++++ DATA FOR REVIEW

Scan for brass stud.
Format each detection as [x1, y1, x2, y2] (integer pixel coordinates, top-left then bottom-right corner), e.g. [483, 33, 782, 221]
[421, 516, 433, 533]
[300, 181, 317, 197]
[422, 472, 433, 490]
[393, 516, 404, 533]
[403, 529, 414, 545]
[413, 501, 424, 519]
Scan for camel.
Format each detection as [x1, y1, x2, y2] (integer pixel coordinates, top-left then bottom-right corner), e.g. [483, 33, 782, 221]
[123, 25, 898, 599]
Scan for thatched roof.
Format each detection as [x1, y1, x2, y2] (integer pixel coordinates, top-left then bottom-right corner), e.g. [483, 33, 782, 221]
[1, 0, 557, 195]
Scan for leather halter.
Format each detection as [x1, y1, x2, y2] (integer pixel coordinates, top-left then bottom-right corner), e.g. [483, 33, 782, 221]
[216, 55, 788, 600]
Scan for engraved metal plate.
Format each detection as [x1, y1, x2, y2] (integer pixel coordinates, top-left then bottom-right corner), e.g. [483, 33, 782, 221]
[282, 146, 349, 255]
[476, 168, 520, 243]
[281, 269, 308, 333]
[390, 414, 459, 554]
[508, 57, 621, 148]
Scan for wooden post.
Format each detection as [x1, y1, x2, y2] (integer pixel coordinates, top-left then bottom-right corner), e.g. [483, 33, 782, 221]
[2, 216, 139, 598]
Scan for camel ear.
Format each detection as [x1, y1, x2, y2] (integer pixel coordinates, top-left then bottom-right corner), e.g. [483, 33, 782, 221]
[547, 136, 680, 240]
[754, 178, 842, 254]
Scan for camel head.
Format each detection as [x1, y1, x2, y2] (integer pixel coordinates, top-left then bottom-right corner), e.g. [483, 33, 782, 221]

++++++++

All lines above from the line with "Scan for engraved metal plate." through the line with "Scan for camel ear.", both included, are to be set down exactly, with nothing else.

Scan for engraved metal plate.
Format each detection as [x1, y1, x2, y2] (integer pixel coordinates, top-left then bottom-right corner), e.g. [483, 33, 782, 221]
[282, 146, 349, 255]
[476, 168, 520, 243]
[281, 269, 308, 333]
[390, 414, 459, 554]
[508, 57, 621, 148]
Scan for wooden post.
Format each detection as [x1, y1, x2, y2] (integer pixel coordinates, top-left then bottom-right corner), e.g. [483, 33, 782, 221]
[2, 216, 139, 598]
Scan for camel ear.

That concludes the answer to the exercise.